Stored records
—————

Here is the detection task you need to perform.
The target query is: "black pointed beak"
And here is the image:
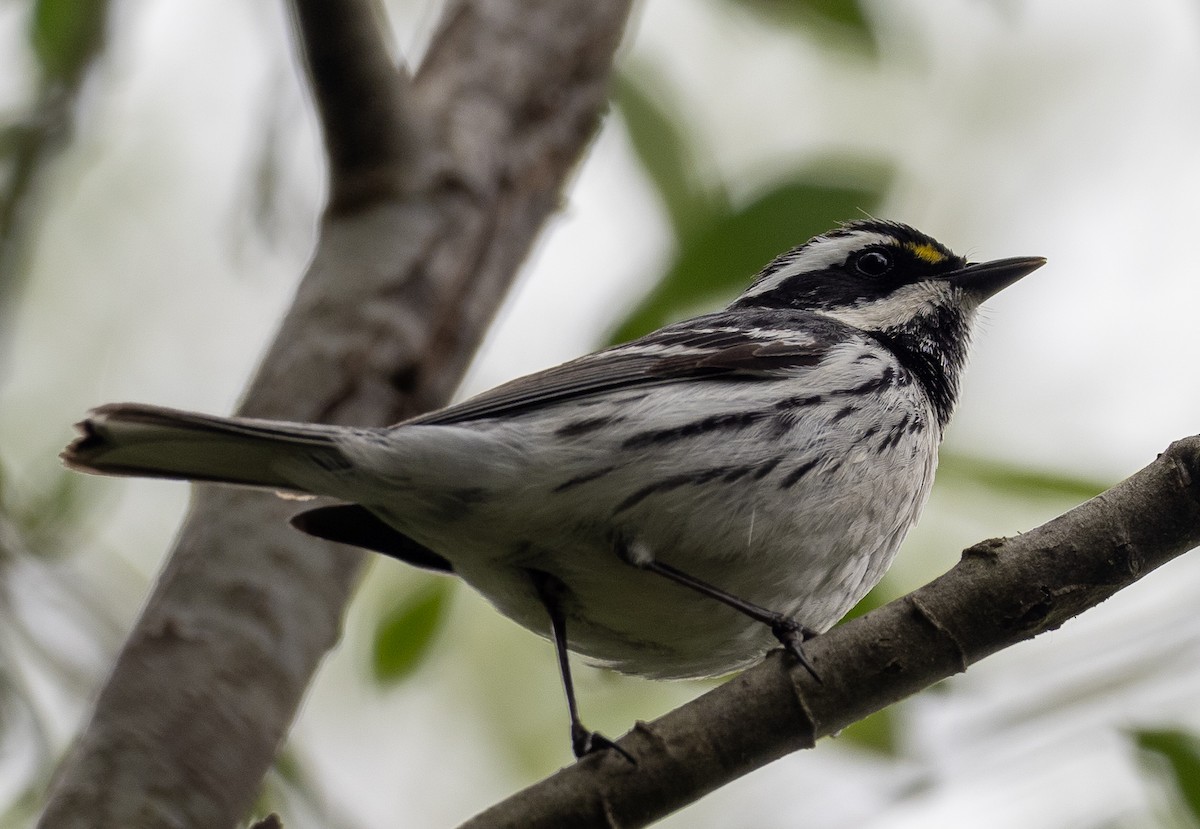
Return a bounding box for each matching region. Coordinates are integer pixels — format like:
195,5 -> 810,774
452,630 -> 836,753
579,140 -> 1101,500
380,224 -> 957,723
942,257 -> 1046,302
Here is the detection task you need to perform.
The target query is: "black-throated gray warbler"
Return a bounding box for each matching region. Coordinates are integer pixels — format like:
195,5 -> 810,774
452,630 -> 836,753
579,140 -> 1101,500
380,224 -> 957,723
64,220 -> 1045,755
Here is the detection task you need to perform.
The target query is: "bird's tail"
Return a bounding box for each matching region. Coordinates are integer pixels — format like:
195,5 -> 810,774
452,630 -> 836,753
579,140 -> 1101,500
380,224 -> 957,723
61,403 -> 349,492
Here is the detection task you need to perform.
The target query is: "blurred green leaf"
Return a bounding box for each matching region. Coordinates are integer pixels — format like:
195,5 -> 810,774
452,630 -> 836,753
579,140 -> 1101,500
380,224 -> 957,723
373,579 -> 450,685
30,0 -> 108,85
838,708 -> 896,757
613,67 -> 728,239
1133,728 -> 1200,823
937,452 -> 1110,501
611,161 -> 890,342
726,0 -> 878,58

—————

# WORK TO DO:
Change "detection task" to "localization task" throughout the entries and write them all out again with nothing else altered. Leave the pictures out.

# TASK OUTPUT:
Here is the localization task you need to perform.
The target query is: "black pointed beak"
And here is the image:
Return a bounding box for each matching region. Coordinates are integer pixels — format like:
195,5 -> 810,774
452,630 -> 836,753
579,140 -> 1101,500
380,224 -> 957,723
942,257 -> 1046,302
Here is the localization task you need to perform.
The target query is: "black-throated gray warbler"
Return a bounding box for each matching region. Coordinates are integer pixels — format like:
195,5 -> 810,774
452,630 -> 836,753
579,140 -> 1101,500
380,224 -> 957,723
64,220 -> 1045,755
Here is the localization task you need to perform.
The target query is: "bird's tail"
Return a bounding box for each matching region. Coordinates are integer pixels — format like:
195,5 -> 810,774
452,630 -> 836,753
579,140 -> 1101,500
380,224 -> 957,723
61,403 -> 349,492
Here is the localization task you need to perform.
The target query is: "blurred green leaf"
Return a bounding box for each matching region. Coordinates are integer pixels — format like:
195,5 -> 810,774
452,630 -> 836,753
579,140 -> 1101,500
380,224 -> 957,723
373,579 -> 450,685
30,0 -> 108,85
838,708 -> 896,757
613,67 -> 728,239
1133,728 -> 1200,823
937,452 -> 1110,501
611,161 -> 890,342
726,0 -> 878,58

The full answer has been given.